• Task set:
A – Answer these questions about the message on showing propagation state for mounts:
(i) Who sent the message, and on what date?
(ii) Whose words does the message quote?
(iii) In the quoted text, what does the thing come down to?
B – Reproduce the message on showing propagation state for mounts word for word, everything from "Quoting Miklos Szeredi" down to "information to either.".
* Begin Given passage *
Re: [rfc patch] how to show propagation state for mounts

"Serge E. Hallyn" <serue@xxxxxxxxxx> · Wed, 5 Mar 2008 13:25:59 -0600

Quoting Miklos Szeredi (miklos@xxxxxxxxxx):
> > > If you get down to it, the thing is about delegating control over part
> > > of namespace to somebody, without letting them control, see, etc. the
> > > rest of it.  So I'd rather be very conservative about extra information
> > > we allow to piggyback on that.  I don't know... perhaps with stable peer
> > > group IDs it would be OK to show peer group ID by (our) vfsmount + peer
> > > group ID of master + peer group ID of nearest dominating group that has
> > > intersection with our namespace.  Then we don't leak information (AFAICS),
> > > get full propagation information between our vfsmounts and cooperating
> > > tasks in different namespaces can figure the things out as much as possible
> > > without leaking 3rd-party information to either.
* End Given passage *
* Begin Entries supplied *
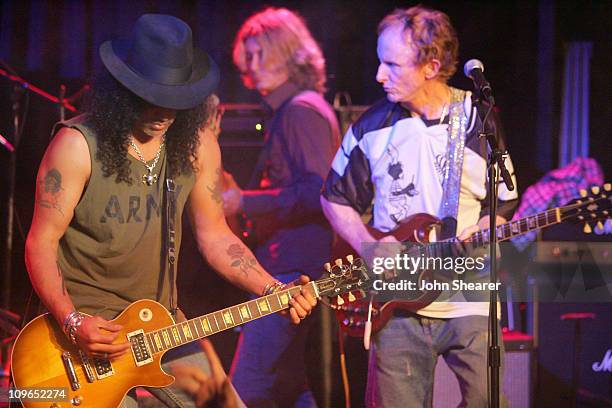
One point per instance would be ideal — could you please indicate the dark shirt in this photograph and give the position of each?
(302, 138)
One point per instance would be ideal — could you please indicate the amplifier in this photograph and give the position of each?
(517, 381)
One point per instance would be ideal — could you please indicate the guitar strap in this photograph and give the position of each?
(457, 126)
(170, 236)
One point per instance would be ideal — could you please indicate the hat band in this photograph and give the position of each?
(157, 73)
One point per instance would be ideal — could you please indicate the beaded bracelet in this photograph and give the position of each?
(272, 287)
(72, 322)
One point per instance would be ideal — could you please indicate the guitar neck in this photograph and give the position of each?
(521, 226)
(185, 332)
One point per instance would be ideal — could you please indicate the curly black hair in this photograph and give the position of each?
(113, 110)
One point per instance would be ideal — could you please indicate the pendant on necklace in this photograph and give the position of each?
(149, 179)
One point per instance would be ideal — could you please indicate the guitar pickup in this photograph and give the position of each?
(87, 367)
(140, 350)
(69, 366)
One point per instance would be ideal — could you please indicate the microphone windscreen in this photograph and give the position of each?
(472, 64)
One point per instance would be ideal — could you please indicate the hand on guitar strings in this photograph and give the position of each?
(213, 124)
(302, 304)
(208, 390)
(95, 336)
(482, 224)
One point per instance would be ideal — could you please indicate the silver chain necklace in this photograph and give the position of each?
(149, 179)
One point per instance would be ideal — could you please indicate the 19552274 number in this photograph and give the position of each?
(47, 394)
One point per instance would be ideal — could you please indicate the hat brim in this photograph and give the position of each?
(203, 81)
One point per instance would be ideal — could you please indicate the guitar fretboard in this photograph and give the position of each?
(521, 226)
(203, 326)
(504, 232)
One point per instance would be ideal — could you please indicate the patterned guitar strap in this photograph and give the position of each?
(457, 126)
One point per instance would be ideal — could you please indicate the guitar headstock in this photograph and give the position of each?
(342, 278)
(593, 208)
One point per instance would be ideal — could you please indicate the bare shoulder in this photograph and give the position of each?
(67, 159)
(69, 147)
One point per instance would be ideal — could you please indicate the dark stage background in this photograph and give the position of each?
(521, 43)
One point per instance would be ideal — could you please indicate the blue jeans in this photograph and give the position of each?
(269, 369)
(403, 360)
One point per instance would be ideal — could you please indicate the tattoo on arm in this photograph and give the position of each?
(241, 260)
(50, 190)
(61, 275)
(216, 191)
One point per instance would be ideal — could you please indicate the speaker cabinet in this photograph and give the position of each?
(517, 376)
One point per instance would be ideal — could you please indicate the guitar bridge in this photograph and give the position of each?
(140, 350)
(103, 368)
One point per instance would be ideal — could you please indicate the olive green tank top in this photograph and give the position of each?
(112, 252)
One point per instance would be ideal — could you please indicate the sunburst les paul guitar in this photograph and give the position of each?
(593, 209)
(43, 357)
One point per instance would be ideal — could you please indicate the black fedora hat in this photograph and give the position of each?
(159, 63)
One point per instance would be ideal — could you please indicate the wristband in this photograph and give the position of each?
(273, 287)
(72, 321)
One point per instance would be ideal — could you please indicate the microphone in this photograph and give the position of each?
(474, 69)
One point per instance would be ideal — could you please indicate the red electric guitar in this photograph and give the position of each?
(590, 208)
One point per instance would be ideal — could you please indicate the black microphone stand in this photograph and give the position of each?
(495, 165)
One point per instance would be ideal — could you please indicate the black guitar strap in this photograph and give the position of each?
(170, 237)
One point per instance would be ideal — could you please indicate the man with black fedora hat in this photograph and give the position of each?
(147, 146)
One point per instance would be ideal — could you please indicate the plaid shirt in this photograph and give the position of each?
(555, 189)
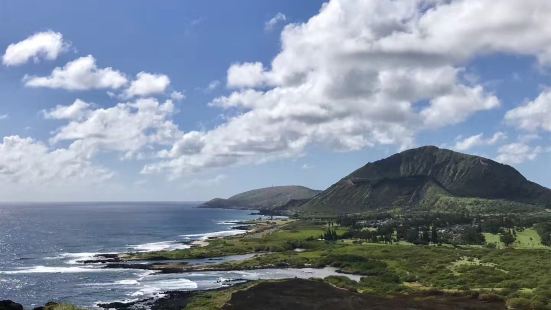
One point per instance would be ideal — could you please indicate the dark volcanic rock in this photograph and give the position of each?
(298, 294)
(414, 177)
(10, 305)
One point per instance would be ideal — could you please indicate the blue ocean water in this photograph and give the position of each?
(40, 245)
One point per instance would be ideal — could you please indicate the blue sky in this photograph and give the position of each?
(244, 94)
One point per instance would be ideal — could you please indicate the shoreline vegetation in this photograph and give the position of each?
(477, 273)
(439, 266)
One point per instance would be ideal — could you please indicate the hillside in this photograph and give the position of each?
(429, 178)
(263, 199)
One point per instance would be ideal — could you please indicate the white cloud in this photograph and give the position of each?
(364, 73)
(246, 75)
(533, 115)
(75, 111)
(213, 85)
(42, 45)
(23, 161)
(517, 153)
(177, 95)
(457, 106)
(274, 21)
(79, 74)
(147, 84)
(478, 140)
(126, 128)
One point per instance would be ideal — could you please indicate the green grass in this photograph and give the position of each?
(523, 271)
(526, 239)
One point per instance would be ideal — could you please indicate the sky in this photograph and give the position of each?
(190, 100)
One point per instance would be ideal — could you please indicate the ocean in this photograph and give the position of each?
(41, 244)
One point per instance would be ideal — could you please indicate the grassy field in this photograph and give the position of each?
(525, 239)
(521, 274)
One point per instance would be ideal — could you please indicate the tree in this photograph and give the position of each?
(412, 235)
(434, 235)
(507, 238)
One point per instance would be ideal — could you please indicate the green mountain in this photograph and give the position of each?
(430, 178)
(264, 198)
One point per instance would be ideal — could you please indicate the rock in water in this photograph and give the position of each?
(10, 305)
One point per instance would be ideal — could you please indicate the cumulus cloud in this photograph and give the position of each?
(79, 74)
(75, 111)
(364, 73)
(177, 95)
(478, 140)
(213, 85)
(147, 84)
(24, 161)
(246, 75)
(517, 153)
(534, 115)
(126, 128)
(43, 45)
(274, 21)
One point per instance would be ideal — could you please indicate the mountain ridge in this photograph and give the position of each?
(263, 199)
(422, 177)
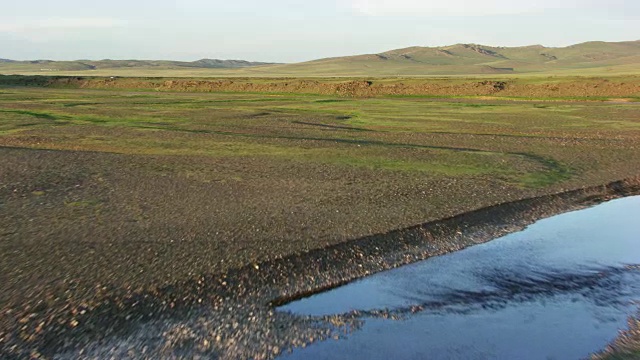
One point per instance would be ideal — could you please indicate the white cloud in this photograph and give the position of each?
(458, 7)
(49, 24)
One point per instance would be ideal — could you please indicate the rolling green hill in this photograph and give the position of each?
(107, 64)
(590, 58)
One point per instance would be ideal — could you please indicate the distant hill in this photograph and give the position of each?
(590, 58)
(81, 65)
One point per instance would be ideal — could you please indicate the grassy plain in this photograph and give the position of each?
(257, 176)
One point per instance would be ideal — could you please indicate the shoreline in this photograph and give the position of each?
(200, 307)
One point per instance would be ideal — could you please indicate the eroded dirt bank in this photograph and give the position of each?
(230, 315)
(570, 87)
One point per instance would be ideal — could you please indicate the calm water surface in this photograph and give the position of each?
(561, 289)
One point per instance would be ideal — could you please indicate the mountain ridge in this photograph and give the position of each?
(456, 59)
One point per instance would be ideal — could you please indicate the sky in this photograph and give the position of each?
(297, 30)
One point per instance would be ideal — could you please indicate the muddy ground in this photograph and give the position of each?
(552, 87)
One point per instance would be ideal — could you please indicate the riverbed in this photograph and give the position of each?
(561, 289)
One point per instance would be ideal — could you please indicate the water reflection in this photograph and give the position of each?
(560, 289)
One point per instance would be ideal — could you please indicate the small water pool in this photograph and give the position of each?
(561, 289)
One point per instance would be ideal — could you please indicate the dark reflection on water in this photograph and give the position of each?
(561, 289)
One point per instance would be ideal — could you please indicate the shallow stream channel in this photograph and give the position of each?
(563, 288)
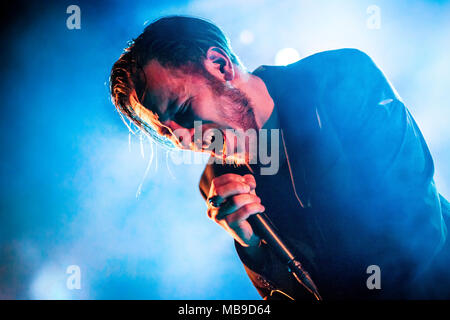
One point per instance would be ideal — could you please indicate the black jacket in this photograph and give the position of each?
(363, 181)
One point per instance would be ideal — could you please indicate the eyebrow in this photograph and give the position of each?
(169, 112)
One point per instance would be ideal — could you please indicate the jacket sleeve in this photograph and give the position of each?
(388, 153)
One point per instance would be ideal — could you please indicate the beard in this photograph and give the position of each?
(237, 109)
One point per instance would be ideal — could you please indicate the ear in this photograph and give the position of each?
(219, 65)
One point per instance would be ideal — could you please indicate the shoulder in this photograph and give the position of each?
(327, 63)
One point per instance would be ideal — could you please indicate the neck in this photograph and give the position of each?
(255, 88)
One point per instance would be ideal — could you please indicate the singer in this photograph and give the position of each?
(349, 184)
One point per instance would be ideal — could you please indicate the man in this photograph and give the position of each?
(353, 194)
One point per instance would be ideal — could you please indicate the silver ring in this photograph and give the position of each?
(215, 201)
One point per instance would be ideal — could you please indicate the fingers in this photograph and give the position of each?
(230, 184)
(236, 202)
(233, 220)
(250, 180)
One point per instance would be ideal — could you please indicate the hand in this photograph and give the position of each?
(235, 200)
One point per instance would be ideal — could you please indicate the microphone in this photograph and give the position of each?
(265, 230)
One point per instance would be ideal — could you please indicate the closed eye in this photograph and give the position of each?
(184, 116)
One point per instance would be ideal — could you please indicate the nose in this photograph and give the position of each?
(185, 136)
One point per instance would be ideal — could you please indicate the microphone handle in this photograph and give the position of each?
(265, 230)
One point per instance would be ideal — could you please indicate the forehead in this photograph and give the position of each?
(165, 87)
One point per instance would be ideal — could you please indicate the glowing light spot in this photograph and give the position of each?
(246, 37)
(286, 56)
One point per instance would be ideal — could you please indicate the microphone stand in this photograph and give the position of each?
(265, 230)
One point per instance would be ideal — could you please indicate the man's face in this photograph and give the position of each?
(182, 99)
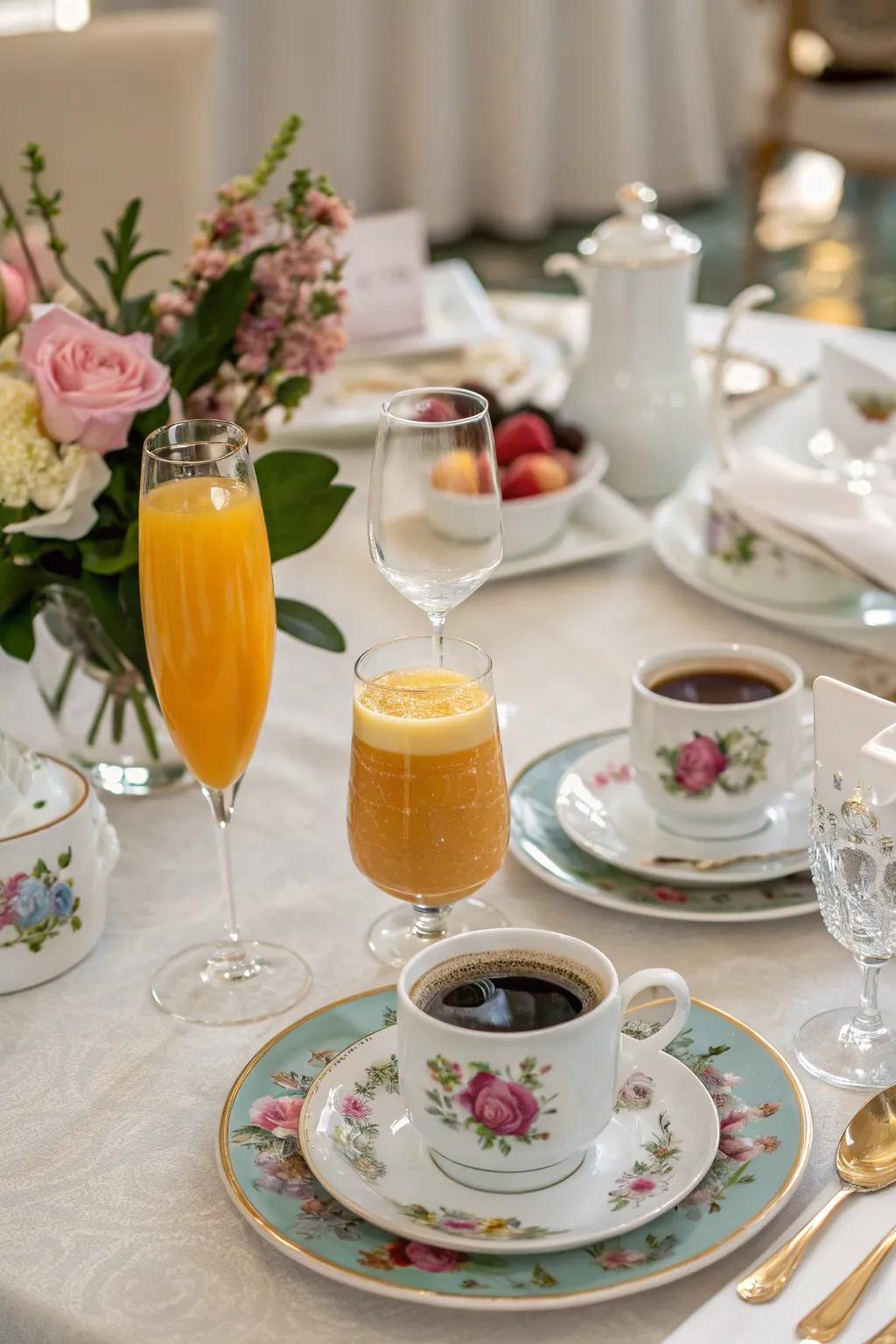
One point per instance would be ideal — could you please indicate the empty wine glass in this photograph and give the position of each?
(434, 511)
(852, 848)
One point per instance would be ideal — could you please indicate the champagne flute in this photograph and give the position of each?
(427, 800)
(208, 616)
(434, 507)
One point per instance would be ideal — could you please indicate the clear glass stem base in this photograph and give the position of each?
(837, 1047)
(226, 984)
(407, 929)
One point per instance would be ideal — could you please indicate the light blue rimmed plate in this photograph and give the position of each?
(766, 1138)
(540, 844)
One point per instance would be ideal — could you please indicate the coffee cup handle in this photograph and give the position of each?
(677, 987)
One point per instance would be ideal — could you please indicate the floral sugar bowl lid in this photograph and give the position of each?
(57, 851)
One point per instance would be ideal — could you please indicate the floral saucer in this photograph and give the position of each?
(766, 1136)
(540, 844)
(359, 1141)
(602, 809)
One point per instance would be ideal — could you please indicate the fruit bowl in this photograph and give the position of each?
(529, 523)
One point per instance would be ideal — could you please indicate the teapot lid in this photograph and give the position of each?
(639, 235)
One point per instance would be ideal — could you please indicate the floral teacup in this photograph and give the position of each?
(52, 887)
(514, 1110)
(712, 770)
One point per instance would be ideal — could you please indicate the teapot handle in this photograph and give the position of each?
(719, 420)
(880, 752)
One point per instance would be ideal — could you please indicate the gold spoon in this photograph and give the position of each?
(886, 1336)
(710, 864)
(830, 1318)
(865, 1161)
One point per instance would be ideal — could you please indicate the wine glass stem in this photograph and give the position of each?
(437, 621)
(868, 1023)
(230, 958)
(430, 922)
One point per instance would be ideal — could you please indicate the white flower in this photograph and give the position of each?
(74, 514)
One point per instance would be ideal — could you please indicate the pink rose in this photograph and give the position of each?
* End Entries supplied *
• Set of answers:
A –
(i) Serge E. Hallyn, on Wed, 5 Mar 2008.
(ii) Miklos Szeredi's.
(iii) Delegating control over part of a namespace to somebody, without letting them control, see, etc. the rest of it.

B –
Quoting Miklos Szeredi (miklos@xxxxxxxxxx):
> > > If you get down to it, the thing is about delegating control over part
> > > of namespace to somebody, without letting them control, see, etc. the
> > > rest of it.  So I'd rather be very conservative about extra information
> > > we allow to piggyback on that.  I don't know... perhaps with stable peer
> > > group IDs it would be OK to show peer group ID by (our) vfsmount + peer
> > > group ID of master + peer group ID of nearest dominating group that has
> > > intersection with our namespace.  Then we don't leak information (AFAICS),
> > > get full propagation information between our vfsmounts and cooperating
> > > tasks in different namespaces can figure the things out as much as possible
> > > without leaking 3rd-party information to either.